━━ MATERIAL PROVIDED

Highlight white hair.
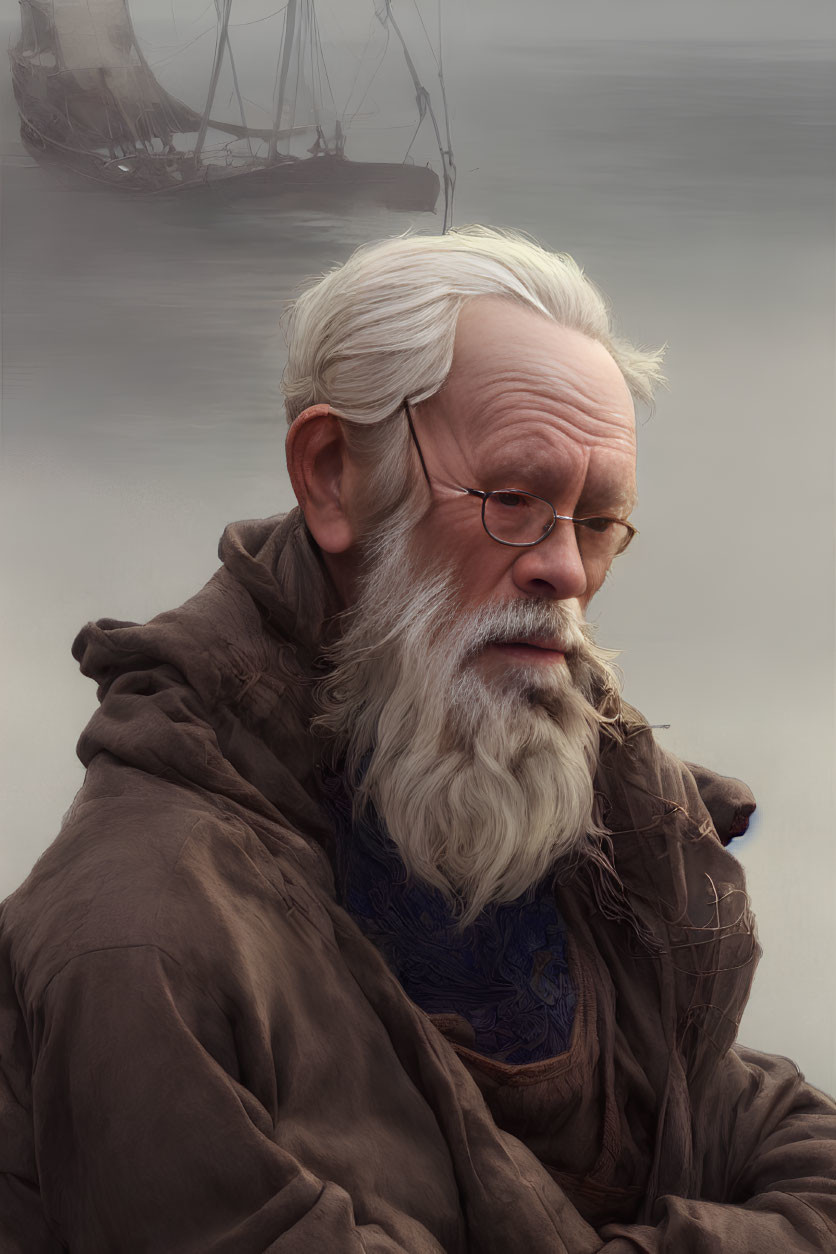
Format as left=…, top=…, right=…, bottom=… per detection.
left=282, top=226, right=664, bottom=528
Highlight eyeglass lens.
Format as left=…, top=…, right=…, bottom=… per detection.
left=484, top=492, right=629, bottom=564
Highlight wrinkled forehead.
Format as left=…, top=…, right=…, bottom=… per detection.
left=439, top=297, right=635, bottom=451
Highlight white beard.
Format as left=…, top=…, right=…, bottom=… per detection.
left=315, top=516, right=620, bottom=928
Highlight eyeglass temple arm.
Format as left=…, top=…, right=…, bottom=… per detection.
left=404, top=400, right=432, bottom=488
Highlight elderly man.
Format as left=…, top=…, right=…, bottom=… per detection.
left=0, top=227, right=836, bottom=1254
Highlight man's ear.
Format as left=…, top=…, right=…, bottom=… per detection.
left=285, top=405, right=355, bottom=553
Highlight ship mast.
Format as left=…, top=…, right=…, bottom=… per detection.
left=267, top=0, right=298, bottom=162
left=194, top=0, right=232, bottom=166
left=379, top=0, right=456, bottom=234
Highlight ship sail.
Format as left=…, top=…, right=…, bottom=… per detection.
left=10, top=0, right=455, bottom=216
left=15, top=0, right=201, bottom=149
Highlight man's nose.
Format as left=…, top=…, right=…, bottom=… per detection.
left=511, top=518, right=588, bottom=601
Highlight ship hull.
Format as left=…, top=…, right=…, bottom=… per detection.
left=20, top=123, right=441, bottom=213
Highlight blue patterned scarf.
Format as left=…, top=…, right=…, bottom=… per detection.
left=327, top=786, right=577, bottom=1063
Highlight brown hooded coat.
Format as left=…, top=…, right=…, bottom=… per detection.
left=0, top=510, right=836, bottom=1254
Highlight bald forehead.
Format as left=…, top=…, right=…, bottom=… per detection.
left=448, top=296, right=635, bottom=449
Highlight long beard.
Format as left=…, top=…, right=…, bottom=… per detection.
left=315, top=521, right=620, bottom=929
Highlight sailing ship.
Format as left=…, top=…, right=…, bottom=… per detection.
left=10, top=0, right=455, bottom=223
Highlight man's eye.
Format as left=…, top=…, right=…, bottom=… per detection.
left=582, top=518, right=615, bottom=535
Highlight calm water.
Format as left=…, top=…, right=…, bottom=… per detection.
left=0, top=19, right=836, bottom=1091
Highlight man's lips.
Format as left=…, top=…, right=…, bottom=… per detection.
left=488, top=637, right=568, bottom=662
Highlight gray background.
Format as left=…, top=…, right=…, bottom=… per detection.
left=0, top=0, right=836, bottom=1092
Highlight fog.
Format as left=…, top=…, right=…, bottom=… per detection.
left=0, top=0, right=836, bottom=1092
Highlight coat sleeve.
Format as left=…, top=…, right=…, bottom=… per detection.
left=26, top=946, right=442, bottom=1254
left=599, top=1046, right=836, bottom=1254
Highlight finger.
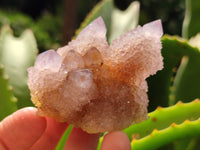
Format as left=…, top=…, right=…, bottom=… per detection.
left=65, top=128, right=100, bottom=150
left=31, top=117, right=68, bottom=150
left=0, top=107, right=46, bottom=150
left=101, top=131, right=131, bottom=150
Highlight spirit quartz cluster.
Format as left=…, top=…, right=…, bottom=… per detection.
left=28, top=17, right=163, bottom=133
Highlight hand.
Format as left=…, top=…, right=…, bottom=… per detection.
left=0, top=107, right=131, bottom=150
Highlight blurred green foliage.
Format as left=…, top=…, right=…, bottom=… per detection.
left=0, top=0, right=200, bottom=150
left=0, top=10, right=62, bottom=52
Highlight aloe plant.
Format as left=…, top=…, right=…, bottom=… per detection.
left=0, top=0, right=200, bottom=150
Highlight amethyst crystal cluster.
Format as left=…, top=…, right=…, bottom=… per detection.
left=28, top=17, right=163, bottom=133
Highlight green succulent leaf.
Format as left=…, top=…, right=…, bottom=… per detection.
left=0, top=26, right=37, bottom=108
left=97, top=99, right=200, bottom=150
left=182, top=0, right=200, bottom=39
left=0, top=64, right=17, bottom=121
left=124, top=100, right=200, bottom=140
left=76, top=0, right=140, bottom=42
left=147, top=35, right=200, bottom=111
left=131, top=119, right=200, bottom=150
left=56, top=125, right=73, bottom=150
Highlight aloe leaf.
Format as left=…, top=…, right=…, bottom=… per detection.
left=124, top=100, right=200, bottom=140
left=75, top=0, right=139, bottom=42
left=172, top=56, right=200, bottom=102
left=182, top=0, right=200, bottom=39
left=147, top=35, right=200, bottom=111
left=56, top=125, right=73, bottom=150
left=97, top=99, right=200, bottom=150
left=0, top=64, right=17, bottom=121
left=0, top=26, right=37, bottom=108
left=131, top=119, right=200, bottom=150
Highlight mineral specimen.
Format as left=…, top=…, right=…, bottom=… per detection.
left=28, top=17, right=163, bottom=133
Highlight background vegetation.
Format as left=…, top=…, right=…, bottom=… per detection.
left=0, top=0, right=200, bottom=150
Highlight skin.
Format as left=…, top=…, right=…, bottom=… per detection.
left=0, top=107, right=131, bottom=150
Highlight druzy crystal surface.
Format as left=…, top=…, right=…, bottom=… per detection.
left=28, top=17, right=163, bottom=133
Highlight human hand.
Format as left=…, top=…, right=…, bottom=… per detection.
left=0, top=107, right=131, bottom=150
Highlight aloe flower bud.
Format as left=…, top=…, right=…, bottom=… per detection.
left=28, top=17, right=163, bottom=133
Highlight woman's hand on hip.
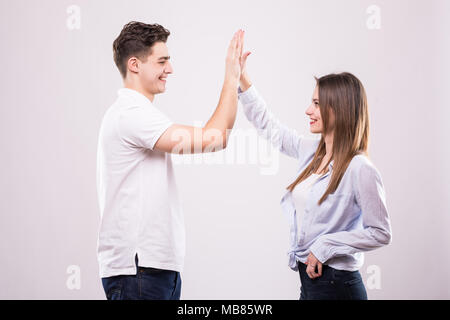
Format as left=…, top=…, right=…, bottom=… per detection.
left=306, top=252, right=322, bottom=279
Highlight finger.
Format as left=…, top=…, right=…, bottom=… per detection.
left=241, top=52, right=251, bottom=65
left=239, top=30, right=245, bottom=57
left=235, top=30, right=242, bottom=59
left=228, top=32, right=238, bottom=54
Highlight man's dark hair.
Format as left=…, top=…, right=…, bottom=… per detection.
left=113, top=21, right=170, bottom=79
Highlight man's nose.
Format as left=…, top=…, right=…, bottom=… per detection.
left=164, top=62, right=173, bottom=73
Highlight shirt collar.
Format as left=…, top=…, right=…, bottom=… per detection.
left=117, top=88, right=153, bottom=105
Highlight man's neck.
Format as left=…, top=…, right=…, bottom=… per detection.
left=123, top=80, right=155, bottom=103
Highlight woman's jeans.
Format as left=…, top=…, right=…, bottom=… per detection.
left=298, top=262, right=367, bottom=300
left=102, top=256, right=181, bottom=300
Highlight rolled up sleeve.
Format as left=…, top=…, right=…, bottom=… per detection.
left=310, top=164, right=392, bottom=263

━━━━

:: TASK TO COMPLETE ::
Copy out everything in the records from the line containing "Highlight bald forehead." down to the line containing "left=599, top=1046, right=836, bottom=1254", both ends included. Keep every line as it is, except add 51 to each bounding-box coordinate.

:: SOLUTION TO THE EXERCISE ::
Highlight bald forehead.
Format as left=…, top=…, right=…, bottom=… per detection.
left=499, top=347, right=686, bottom=500
Highlight long beard.
Format as left=…, top=…, right=…, bottom=… per detection.
left=366, top=572, right=671, bottom=980
Highlight sailing ship.
Format as left=…, top=…, right=…, bottom=… per detection.
left=61, top=51, right=506, bottom=274
Highlight man's eye.
Format as left=…, top=…, right=…, bottom=… per detection.
left=633, top=569, right=666, bottom=586
Highlight calm water.
Format as left=…, top=…, right=…, bottom=… per detection.
left=51, top=70, right=887, bottom=1142
Highlight man's lips.
Format as left=…, top=…, right=…, bottom=… per detection.
left=539, top=688, right=619, bottom=713
Highlight gray background.
Format as left=…, top=…, right=…, bottom=… per detection.
left=51, top=51, right=887, bottom=1143
Highlight fog.
Format as left=…, top=…, right=…, bottom=… per detection.
left=51, top=51, right=887, bottom=1143
Highlight coat sleeve.
Format as left=…, top=…, right=…, bottom=… per detection.
left=77, top=997, right=493, bottom=1305
left=650, top=1097, right=887, bottom=1305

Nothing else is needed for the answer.